**What to do:**
**1.** In the article on virtual asset regulation, which body would a proposed update make responsible for supervising crypto-asset service providers under MiCA?
**2.** Extend the article on virtual asset regulation from its last sentence onward.

**Page excerpt:**

* begin *

Basel Institute on Governance ¦ Shaping Virtual Assets Regulations Fit For The Future

Basel Institute on Governance ¦ Shaping Virtual Assets Regulations Fit For The Future

Shaping Virtual Asset Regulation Fit for the Future – Lessons from CoSP11 Tech Day

Opening the conversation on virtual assets at the first-ever tech day of the Conference of the States Parties (CoSP) highlighted a global consensus: digital finance promises efficiency, inclusion, and transparency, but it also introduces new, fast-moving risks that demand coordinated, adaptive regulation. Speakers from international organizations, regional regulators, national authorities and the private sector converged to stress three enduring priorities: harmonized standards, cross-border cooperation and pragmatic, risk-based rules that preserve innovation while protecting financial integrity. The session underscored how different jurisdictions are responding with distinct but complementary approaches: the EU’s comprehensive Markets in Crypto-Assets framework (MiCA), Qatar’s two-track model prioritizing tokenization and permissioned distributed ledgers, Georgia’s rapid sandbox-driven regulatory learning, Romania’s intelligence-led supervision and industry perspectives on operational resilience and investigative cooperation.

MiCA and the European approach – structure, scope and supervisory evolution

The EU’s MiCA regulation represents one of the most ambitious regional efforts to create a unified legal framework for crypto-asset markets. Rather than regulating tokens themselves as a single class, MiCA differentiates among asset-reference tokens, e‑money tokens and other crypto-assets, imposing proportionate obligations on issuers and service providers. Issuers of asset-reference and e‑money tokens face authorization and reserve requirements, redemption rights and recovery planning. Crypto-asset service providers (CASPs) must be licensed, comply with consumer protection and market integrity rules, and operate under national supervision, though a proposed update would centralize supervision in ESMA to reduce fragmentation. The EU has also embedded FATF-style AML travel-rule obligations, created crypto-asset account registries to enable identification of custodial account owners, and outlawed anonymous custodial accounts. MiCA’s phased implementation and subsequent amendments reflect an evolving regulatory landscape where policy adapts to market and enforcement experience.

Qatar’s two-track strategy – focus on tokenization and fit-for-purpose regulation

Qatar’s regulatory design deliberately separates tokenized real-world assets and permissioned ledgers from broad, retail-focused stablecoins and cryptocurrencies. The Qatar Financial Centre’s framework treats blockchain infrastructure and token services in light of the underlying activity: if a provider offers tokenization of financial instruments, activities such as issuance, custody and exchange become regulated financial services subject to existing prudential, conduct and AML/CFT rules. This “substance over form” stance enables rapid, targeted rules for tokenization use cases – such as real estate, securities, and money market fund tokenization – while keeping higher-risk, broadly circulating crypto-assets under review. Qatar’s approach emphasizes domestic coordination among central banks, securities regulators and law enforcement as a precondition to effective supervision and is oriented toward live simulations and progressively raising standards.

* end *

**Provided records:**
* begin *

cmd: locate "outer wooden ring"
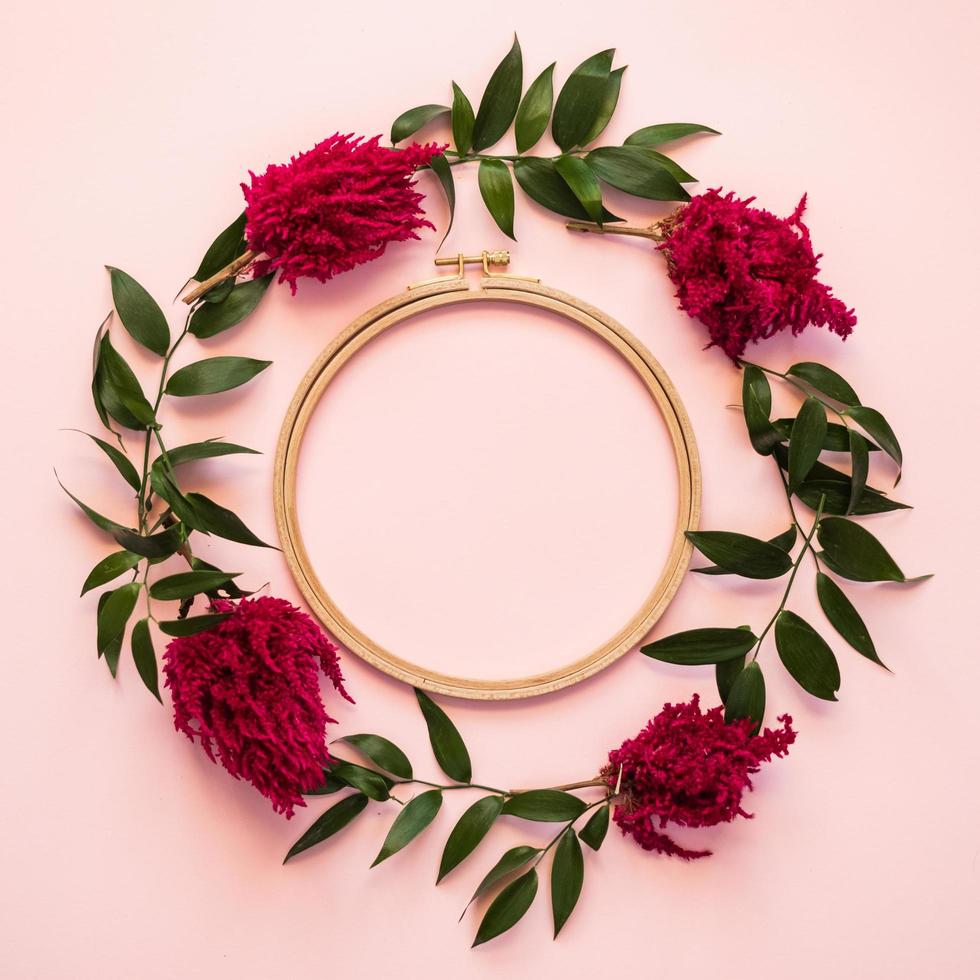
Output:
[274,275,701,701]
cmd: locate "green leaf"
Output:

* end *

**Written responses:**
**1.** ESMA

**2.**
Georgia’s sandbox-first learning model – speed with safeguards

Georgia illustrated a “learn-by-doing” regulatory posture designed to reconcile the trilemma of enabling innovation, managing AML/CFT and protecting consumers. The National Bank of Georgia has rapidly introduced VASP oversight, integrated VASPs into AML frameworks, and used regulatory sandboxes to test tokenization use cases – tokenized deposits being a prime example. Georgia’s experience highlights the importance of embedding compliance and control mechanisms into product design, ensuring traceability, and designing onchain features (for example, freezing or recovery mechanisms) with law enforcement needs in mind. Georgia’s recent extension of regulator mandates to include investor protection, prudential and cybersecurity requirements shows how iterative regulatory steps can scale as markets mature.

Bastian Schwind-Wagner
Bastian Schwind-Wagner

"Effective virtual asset regulation hinges on clear, risk-based rules and strong domestic coordination among central banks, securities supervisors and law enforcement. Standardized blockchain analytics and interoperable data systems are essential to turn on-chain and off-chain information into actionable intelligence for supervision and investigations.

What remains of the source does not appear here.